Task requirements:
Reproduce the entries below line for line and without changes, omitting the pictures.

-- START Dataset records --

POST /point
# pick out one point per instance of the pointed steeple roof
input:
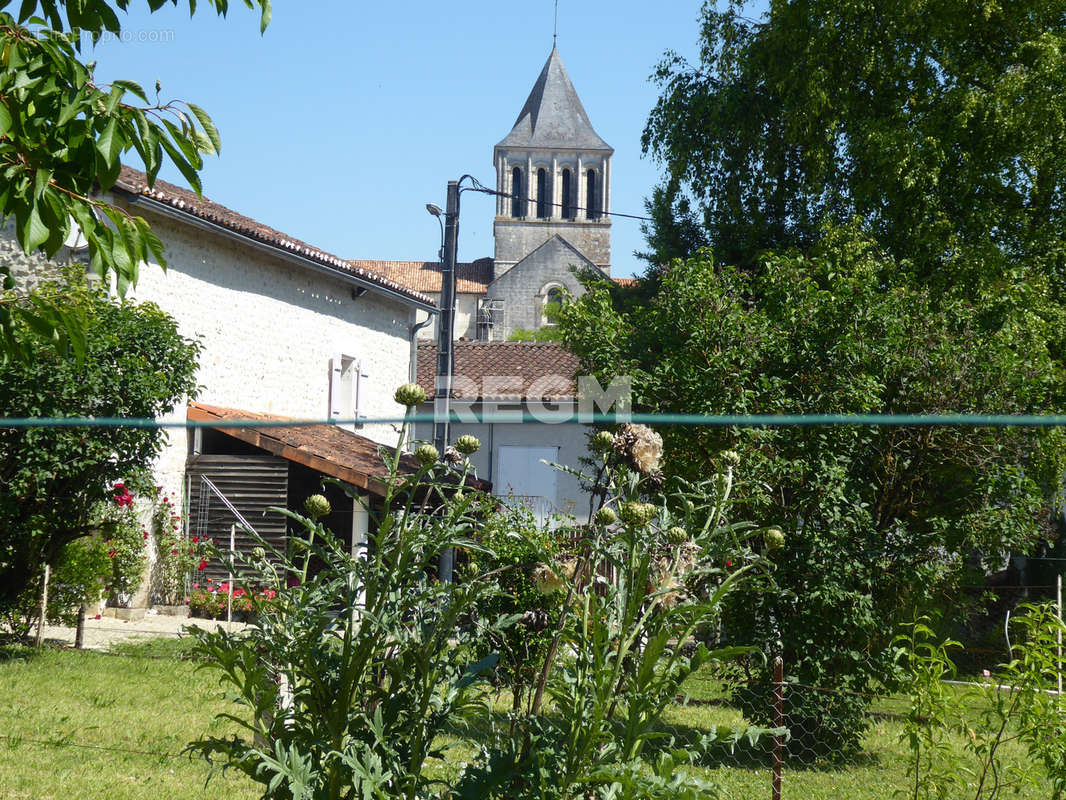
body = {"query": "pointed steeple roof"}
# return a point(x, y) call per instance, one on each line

-- END Dataset records --

Response:
POST /point
# pick out one point per instance of the pointed steeple roof
input:
body = {"query": "pointed steeple roof"}
# return a point(x, y) call per instance, one on each line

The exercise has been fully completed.